__Written request__. Return each line in the data below that contains the string "building", matching case exactly.

__Working data__.
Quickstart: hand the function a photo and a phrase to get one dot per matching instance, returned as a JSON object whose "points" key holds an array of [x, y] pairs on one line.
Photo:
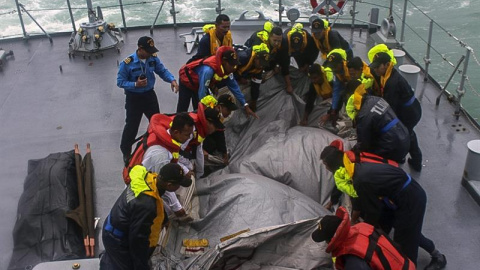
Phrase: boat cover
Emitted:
{"points": [[42, 232]]}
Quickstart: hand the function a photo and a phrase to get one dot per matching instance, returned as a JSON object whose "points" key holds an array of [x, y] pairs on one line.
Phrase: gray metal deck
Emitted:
{"points": [[44, 110]]}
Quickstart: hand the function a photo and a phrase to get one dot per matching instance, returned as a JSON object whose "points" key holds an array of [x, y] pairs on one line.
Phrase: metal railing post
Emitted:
{"points": [[21, 19], [429, 45], [91, 12], [280, 12], [156, 17], [460, 90], [352, 27], [404, 17], [123, 14], [71, 17], [390, 9], [219, 8], [41, 28], [174, 14]]}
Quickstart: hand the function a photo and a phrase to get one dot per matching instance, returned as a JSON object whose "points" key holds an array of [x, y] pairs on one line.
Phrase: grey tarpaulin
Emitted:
{"points": [[41, 232], [274, 186], [235, 202], [275, 146]]}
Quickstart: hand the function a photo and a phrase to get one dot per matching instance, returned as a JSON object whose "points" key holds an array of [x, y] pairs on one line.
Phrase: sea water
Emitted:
{"points": [[453, 19]]}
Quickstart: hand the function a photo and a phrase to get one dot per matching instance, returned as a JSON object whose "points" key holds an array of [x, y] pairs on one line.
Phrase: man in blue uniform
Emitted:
{"points": [[136, 76]]}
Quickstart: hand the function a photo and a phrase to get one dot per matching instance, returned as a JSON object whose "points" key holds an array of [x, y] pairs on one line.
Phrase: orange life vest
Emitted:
{"points": [[156, 135], [363, 241], [189, 77]]}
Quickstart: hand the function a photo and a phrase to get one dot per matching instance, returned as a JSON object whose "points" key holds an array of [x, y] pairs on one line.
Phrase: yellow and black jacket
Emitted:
{"points": [[135, 222]]}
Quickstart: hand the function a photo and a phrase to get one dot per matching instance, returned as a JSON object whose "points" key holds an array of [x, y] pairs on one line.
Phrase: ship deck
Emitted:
{"points": [[49, 102]]}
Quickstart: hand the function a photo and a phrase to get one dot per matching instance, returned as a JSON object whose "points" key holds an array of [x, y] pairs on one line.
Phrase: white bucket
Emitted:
{"points": [[472, 170], [399, 55], [410, 73]]}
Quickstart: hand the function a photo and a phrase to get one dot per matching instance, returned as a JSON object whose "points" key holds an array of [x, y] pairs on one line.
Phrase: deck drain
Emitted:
{"points": [[459, 128]]}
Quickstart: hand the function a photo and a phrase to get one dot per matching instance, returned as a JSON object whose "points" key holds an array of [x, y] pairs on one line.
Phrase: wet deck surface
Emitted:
{"points": [[44, 110]]}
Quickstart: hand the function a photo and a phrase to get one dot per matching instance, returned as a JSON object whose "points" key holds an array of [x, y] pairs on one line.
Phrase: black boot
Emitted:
{"points": [[438, 262], [416, 165]]}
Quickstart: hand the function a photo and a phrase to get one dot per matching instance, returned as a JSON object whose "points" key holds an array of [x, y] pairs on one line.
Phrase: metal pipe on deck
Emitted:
{"points": [[219, 8], [174, 14], [404, 17], [280, 12], [429, 45], [71, 17], [123, 14], [352, 26], [21, 19], [91, 13]]}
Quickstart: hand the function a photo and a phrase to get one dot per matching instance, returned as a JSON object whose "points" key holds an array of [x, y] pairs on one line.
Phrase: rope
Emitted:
{"points": [[9, 12], [373, 4], [475, 92], [104, 7]]}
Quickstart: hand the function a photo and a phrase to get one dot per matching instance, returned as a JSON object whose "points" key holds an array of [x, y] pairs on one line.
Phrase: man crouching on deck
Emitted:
{"points": [[132, 229]]}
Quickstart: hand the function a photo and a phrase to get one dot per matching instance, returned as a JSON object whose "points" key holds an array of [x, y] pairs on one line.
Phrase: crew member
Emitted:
{"points": [[216, 35], [337, 63], [387, 196], [299, 44], [270, 35], [327, 39], [252, 63], [136, 76], [358, 247], [214, 146], [399, 94], [131, 231], [360, 71], [379, 131], [321, 85], [199, 76]]}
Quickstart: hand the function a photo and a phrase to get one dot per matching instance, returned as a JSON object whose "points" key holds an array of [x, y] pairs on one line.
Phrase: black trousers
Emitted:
{"points": [[410, 117], [116, 255], [415, 152], [185, 95], [407, 221], [136, 105]]}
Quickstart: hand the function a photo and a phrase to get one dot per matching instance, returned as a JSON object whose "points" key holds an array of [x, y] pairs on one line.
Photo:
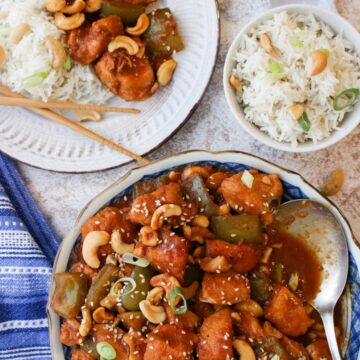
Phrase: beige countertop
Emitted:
{"points": [[212, 127]]}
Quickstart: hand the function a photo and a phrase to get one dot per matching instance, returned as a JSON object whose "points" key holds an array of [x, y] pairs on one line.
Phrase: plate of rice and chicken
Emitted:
{"points": [[155, 56]]}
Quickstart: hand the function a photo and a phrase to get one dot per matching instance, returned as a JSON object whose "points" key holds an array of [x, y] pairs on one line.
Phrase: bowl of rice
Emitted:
{"points": [[292, 78]]}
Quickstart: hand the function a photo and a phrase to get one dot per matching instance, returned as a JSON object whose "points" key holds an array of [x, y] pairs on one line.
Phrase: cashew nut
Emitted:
{"points": [[86, 322], [92, 242], [244, 349], [124, 42], [149, 236], [296, 111], [118, 245], [93, 5], [18, 32], [2, 55], [155, 314], [101, 316], [55, 5], [141, 26], [58, 52], [163, 212], [166, 71], [250, 306], [155, 295], [69, 22], [87, 115], [266, 43], [201, 221], [235, 83], [319, 62], [76, 7]]}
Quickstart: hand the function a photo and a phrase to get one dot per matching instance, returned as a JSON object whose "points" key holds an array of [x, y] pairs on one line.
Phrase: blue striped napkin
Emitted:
{"points": [[27, 250]]}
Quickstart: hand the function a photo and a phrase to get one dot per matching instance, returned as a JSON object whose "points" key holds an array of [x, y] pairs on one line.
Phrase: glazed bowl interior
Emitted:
{"points": [[294, 185], [340, 26]]}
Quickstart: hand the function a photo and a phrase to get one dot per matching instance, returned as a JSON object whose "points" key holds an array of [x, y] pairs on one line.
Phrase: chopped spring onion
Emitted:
{"points": [[68, 62], [129, 280], [106, 351], [304, 122], [135, 260], [346, 98], [275, 71], [175, 292], [294, 281], [273, 204], [34, 80], [247, 179]]}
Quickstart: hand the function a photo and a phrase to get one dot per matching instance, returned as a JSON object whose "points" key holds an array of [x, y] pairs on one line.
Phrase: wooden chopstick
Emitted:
{"points": [[60, 119], [25, 102]]}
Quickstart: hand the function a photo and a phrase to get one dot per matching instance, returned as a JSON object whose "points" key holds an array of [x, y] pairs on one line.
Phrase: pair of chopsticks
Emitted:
{"points": [[43, 109]]}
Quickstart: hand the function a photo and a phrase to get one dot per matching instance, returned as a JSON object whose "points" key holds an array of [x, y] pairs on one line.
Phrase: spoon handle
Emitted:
{"points": [[328, 320]]}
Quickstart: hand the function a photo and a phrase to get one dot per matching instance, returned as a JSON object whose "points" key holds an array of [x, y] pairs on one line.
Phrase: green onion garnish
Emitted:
{"points": [[175, 292], [346, 98], [304, 122], [273, 203], [34, 80], [106, 351], [135, 260]]}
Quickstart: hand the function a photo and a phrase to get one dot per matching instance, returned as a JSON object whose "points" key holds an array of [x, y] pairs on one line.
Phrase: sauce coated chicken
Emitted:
{"points": [[183, 267]]}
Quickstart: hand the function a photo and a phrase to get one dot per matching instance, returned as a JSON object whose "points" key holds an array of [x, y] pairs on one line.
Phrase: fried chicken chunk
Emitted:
{"points": [[224, 289], [255, 200], [129, 77], [87, 43], [169, 342], [242, 257], [287, 312], [216, 337], [169, 256]]}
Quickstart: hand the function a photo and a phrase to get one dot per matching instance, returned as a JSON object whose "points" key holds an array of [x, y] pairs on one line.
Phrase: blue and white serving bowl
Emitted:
{"points": [[295, 188]]}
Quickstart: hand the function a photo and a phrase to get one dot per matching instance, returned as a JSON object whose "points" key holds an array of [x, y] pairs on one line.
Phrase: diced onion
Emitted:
{"points": [[247, 179]]}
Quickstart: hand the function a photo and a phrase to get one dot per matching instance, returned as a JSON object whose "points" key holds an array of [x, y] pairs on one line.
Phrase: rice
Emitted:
{"points": [[31, 56], [266, 101]]}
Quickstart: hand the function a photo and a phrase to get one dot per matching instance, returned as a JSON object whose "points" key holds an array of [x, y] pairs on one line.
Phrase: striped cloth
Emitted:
{"points": [[27, 250]]}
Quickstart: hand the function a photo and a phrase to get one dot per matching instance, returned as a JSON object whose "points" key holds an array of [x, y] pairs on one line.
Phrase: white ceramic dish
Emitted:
{"points": [[339, 25], [42, 143], [296, 187]]}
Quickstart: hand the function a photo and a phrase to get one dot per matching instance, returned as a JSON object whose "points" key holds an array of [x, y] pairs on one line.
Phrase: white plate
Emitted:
{"points": [[41, 143]]}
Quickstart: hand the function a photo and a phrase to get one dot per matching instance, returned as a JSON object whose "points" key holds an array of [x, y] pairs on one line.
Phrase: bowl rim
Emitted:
{"points": [[179, 159], [352, 120]]}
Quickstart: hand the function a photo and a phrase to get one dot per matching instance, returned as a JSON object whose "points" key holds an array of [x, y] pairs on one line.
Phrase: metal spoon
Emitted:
{"points": [[318, 226]]}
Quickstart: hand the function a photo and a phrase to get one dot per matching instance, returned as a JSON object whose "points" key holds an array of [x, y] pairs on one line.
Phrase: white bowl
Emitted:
{"points": [[339, 25], [295, 187]]}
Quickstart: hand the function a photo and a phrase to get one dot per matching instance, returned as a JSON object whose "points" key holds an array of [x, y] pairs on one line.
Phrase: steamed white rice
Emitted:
{"points": [[32, 56], [266, 101]]}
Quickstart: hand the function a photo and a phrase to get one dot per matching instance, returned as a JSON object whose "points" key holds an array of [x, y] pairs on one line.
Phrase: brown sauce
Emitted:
{"points": [[297, 257]]}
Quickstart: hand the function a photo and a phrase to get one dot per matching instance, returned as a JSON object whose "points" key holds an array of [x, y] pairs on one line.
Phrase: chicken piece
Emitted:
{"points": [[110, 219], [319, 350], [248, 325], [253, 201], [295, 349], [224, 289], [216, 337], [113, 336], [169, 342], [169, 256], [87, 43], [69, 333], [188, 321], [243, 257], [287, 312], [129, 77], [79, 354]]}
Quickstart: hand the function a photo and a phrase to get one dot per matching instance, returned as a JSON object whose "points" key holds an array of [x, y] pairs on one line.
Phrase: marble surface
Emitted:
{"points": [[212, 127]]}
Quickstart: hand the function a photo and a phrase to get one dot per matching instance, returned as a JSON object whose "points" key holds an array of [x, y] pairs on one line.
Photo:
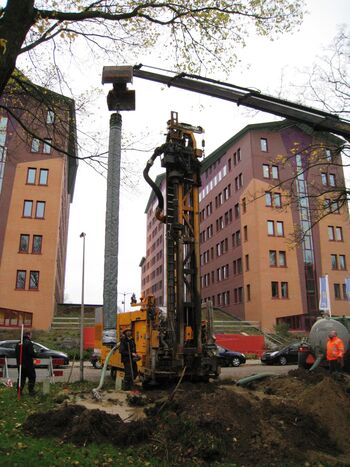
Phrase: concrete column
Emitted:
{"points": [[110, 284]]}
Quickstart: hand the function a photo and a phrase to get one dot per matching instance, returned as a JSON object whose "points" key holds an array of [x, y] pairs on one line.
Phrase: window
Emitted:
{"points": [[21, 280], [335, 207], [279, 229], [331, 179], [284, 289], [239, 266], [339, 234], [47, 146], [270, 172], [43, 176], [236, 210], [270, 228], [334, 262], [274, 289], [337, 291], [277, 199], [27, 208], [263, 144], [35, 145], [50, 117], [282, 259], [248, 292], [24, 243], [272, 258], [37, 244], [34, 280], [238, 237], [266, 171], [342, 263], [274, 172], [31, 176], [40, 209], [268, 199], [240, 294], [345, 297], [331, 233]]}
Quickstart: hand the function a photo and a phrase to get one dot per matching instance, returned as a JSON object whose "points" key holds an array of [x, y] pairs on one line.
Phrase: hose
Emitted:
{"points": [[316, 363], [159, 211], [249, 379], [96, 391]]}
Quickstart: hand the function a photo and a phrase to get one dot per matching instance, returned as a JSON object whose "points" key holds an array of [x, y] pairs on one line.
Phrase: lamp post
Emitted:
{"points": [[82, 235], [124, 295]]}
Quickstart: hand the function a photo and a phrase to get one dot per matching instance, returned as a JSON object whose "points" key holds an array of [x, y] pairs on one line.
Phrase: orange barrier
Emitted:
{"points": [[89, 337], [245, 344]]}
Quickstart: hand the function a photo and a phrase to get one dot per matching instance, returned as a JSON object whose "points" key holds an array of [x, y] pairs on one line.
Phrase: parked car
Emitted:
{"points": [[7, 349], [228, 357], [288, 354]]}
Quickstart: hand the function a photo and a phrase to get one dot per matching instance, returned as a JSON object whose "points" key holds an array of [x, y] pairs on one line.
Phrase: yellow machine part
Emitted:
{"points": [[136, 321]]}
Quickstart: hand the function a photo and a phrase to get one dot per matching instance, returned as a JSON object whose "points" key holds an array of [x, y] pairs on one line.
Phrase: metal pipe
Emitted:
{"points": [[82, 235]]}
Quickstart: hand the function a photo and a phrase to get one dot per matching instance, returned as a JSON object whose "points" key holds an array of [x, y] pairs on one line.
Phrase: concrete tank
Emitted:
{"points": [[319, 334]]}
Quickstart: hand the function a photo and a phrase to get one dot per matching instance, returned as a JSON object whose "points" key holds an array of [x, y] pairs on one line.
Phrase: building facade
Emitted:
{"points": [[37, 176], [265, 238]]}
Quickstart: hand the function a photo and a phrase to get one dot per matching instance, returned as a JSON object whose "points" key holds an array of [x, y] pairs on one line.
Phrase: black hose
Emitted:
{"points": [[153, 185]]}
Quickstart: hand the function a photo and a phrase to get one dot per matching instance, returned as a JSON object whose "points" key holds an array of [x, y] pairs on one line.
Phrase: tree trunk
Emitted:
{"points": [[17, 19]]}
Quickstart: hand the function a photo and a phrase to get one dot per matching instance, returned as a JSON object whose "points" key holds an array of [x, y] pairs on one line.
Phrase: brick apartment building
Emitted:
{"points": [[36, 188], [249, 264]]}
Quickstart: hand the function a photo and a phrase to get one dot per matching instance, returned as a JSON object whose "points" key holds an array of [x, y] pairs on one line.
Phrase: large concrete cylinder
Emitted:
{"points": [[318, 336], [110, 285]]}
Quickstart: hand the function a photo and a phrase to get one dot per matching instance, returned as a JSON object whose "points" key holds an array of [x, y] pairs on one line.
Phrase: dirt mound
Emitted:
{"points": [[76, 424], [285, 420]]}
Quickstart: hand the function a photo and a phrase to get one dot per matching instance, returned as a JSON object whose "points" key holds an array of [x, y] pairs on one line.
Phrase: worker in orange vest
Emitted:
{"points": [[335, 351]]}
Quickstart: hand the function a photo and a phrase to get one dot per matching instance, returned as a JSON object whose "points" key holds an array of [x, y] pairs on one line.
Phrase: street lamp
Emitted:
{"points": [[82, 235], [124, 295]]}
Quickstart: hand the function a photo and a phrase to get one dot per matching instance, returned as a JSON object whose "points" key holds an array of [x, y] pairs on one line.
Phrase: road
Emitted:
{"points": [[92, 374]]}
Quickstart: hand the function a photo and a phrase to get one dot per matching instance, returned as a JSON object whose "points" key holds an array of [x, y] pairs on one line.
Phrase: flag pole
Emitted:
{"points": [[20, 365]]}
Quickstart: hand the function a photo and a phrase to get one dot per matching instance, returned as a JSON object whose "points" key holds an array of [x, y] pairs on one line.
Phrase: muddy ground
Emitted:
{"points": [[299, 419]]}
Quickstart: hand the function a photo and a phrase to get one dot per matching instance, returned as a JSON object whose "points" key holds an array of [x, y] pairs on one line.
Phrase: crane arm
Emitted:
{"points": [[317, 119]]}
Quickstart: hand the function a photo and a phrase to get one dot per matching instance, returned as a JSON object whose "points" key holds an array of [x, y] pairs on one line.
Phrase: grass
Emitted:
{"points": [[18, 448]]}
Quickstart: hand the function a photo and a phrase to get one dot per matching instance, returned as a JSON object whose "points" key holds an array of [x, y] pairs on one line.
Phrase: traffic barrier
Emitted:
{"points": [[40, 363]]}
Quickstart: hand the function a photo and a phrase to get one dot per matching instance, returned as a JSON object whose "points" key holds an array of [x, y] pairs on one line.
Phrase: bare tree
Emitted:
{"points": [[39, 35], [325, 162], [328, 81], [197, 33]]}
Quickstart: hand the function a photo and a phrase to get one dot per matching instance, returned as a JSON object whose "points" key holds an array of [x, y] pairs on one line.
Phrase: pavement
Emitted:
{"points": [[72, 373]]}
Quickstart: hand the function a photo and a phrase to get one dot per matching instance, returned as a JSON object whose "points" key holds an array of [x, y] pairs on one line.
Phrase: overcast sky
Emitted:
{"points": [[265, 65]]}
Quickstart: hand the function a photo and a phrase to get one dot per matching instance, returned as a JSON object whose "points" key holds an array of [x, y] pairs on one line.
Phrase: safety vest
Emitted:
{"points": [[335, 348]]}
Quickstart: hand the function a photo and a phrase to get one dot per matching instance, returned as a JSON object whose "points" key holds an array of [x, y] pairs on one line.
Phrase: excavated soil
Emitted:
{"points": [[301, 418]]}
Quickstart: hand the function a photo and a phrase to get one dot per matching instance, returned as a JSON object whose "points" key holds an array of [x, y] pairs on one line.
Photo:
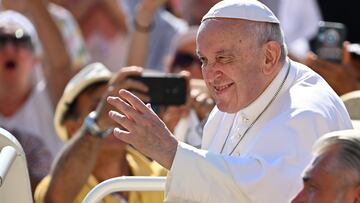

__Correct output__.
Phrase: building facade
Phrase: brick apartment building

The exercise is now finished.